The request: Reproduce the listing below line for line, without changing anything. Leave out the pictures.

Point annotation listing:
= = = = =

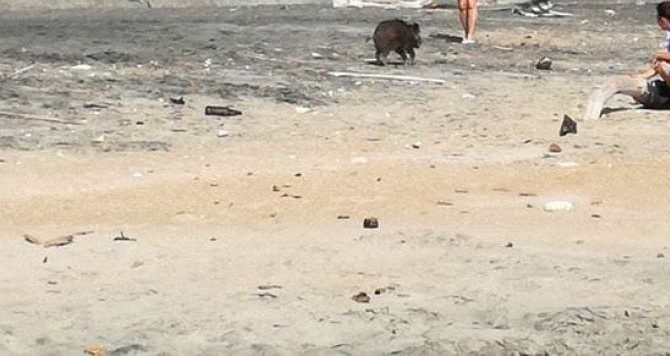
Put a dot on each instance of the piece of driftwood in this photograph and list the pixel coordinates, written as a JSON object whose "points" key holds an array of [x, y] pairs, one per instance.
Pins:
{"points": [[631, 86], [386, 77], [29, 117]]}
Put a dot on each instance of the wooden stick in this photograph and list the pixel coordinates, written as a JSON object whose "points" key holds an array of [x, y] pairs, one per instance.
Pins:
{"points": [[29, 117], [388, 77]]}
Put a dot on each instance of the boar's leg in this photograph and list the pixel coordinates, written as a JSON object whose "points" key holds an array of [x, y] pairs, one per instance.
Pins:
{"points": [[384, 56], [631, 86], [402, 54], [412, 55], [378, 57]]}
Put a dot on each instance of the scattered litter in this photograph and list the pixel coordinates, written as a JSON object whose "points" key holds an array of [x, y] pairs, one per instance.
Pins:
{"points": [[123, 238], [222, 133], [567, 164], [178, 101], [537, 8], [81, 67], [544, 64], [370, 223], [96, 351], [59, 241], [267, 295], [567, 126], [558, 206], [302, 110], [221, 111], [384, 76], [361, 297], [29, 117], [380, 291]]}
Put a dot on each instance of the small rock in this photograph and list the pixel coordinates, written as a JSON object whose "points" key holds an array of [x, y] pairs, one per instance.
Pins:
{"points": [[567, 126], [544, 64], [96, 351], [371, 223], [222, 133], [361, 297], [558, 206]]}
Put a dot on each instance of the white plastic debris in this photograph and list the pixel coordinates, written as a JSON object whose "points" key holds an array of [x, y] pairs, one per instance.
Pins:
{"points": [[81, 67], [567, 164], [558, 205], [222, 133]]}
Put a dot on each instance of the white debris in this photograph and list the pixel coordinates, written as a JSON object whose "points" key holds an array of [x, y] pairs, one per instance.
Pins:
{"points": [[558, 205], [81, 67], [222, 133], [567, 164], [302, 110]]}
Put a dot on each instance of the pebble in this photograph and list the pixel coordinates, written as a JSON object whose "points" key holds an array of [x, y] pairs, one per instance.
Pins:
{"points": [[361, 297], [371, 223], [222, 133], [558, 206]]}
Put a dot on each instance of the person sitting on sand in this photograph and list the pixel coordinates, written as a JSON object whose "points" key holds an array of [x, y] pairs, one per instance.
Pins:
{"points": [[650, 88]]}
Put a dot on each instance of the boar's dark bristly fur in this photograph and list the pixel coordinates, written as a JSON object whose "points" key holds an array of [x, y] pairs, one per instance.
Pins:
{"points": [[396, 35]]}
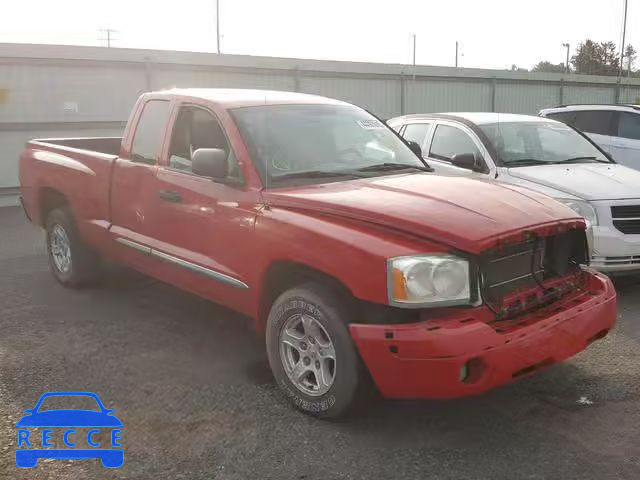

= = = = =

Solved problem:
Put a dot on each instance of the piece of driftwood in this photograph and list the pixel coordinates, written as a JSON object whose "points" key holds an array of [x, y] pairs, one per instance.
Pins:
{"points": [[631, 86], [386, 77], [29, 117]]}
Put a dot on each instance of the wooden stick in this photograph and list the pixel coordinates, written as a JSON object whose "points" key holds an array of [x, y] pairs, one per instance.
Pins:
{"points": [[29, 117], [388, 77]]}
Put a dot on each instance of the boar's leg in this photograph and list the pixel coordinates, written as a JSON object whose "points" key holds an array of [x, y] pairs, one per instance.
Pins:
{"points": [[384, 56], [631, 86], [402, 54], [412, 55], [378, 57]]}
Put a dot on each instance of the scattered litter in this photograph and list the pixel coordinates, written as a JSON object whose "points" key holds an array of [x, y] pairs, one per instance.
Pins:
{"points": [[123, 238], [222, 133], [567, 164], [178, 101], [537, 8], [81, 67], [544, 64], [370, 223], [96, 351], [59, 241], [267, 295], [567, 126], [558, 206], [302, 110], [221, 111], [384, 76], [361, 297], [29, 117], [380, 291]]}
Put a dot on each instance of the small rock in this photograph and list the pixel coordinates, written as a JSON object whose "points" key holds an array of [x, y] pairs, one per instance.
Pins:
{"points": [[567, 126], [544, 64], [96, 351], [371, 223], [222, 133], [361, 297], [558, 206]]}
Put a dot on each instance of the white plastic debris in this photograph and list the pixel coordinates, written as a JSON object whose "points" key holds an array of [x, y] pairs, one per instance.
Pins:
{"points": [[81, 67], [567, 164], [558, 205], [222, 133]]}
Put a dot on each instance of the white debris in this photograph and list the pixel coordinates, written as a JSON object whose "points" key holds an array of [x, y] pairs, one per instance.
Pins:
{"points": [[558, 205], [81, 67], [222, 133], [567, 164], [302, 110]]}
Put a dot on each instance of the pebble in this photograph and list the pixel coordinates, written as a JSON object whose "points" key holds an array of [x, y] pairs, one per instance.
Pins:
{"points": [[361, 297], [371, 223], [222, 133], [558, 206]]}
Put a dot on each instance of the person sitting on sand in this photograph and list the pixel coordinates, written as a JSON object whose "points" key holds an array of [x, y] pairs, one per instance.
Pins:
{"points": [[650, 88]]}
Put a dot on each instance of the boar's dark bristly fur in this photograph and list the pixel coordinates, written as a JSON object whose "points" key holds an array of [x, y] pairs, one per instance.
Pins:
{"points": [[396, 35]]}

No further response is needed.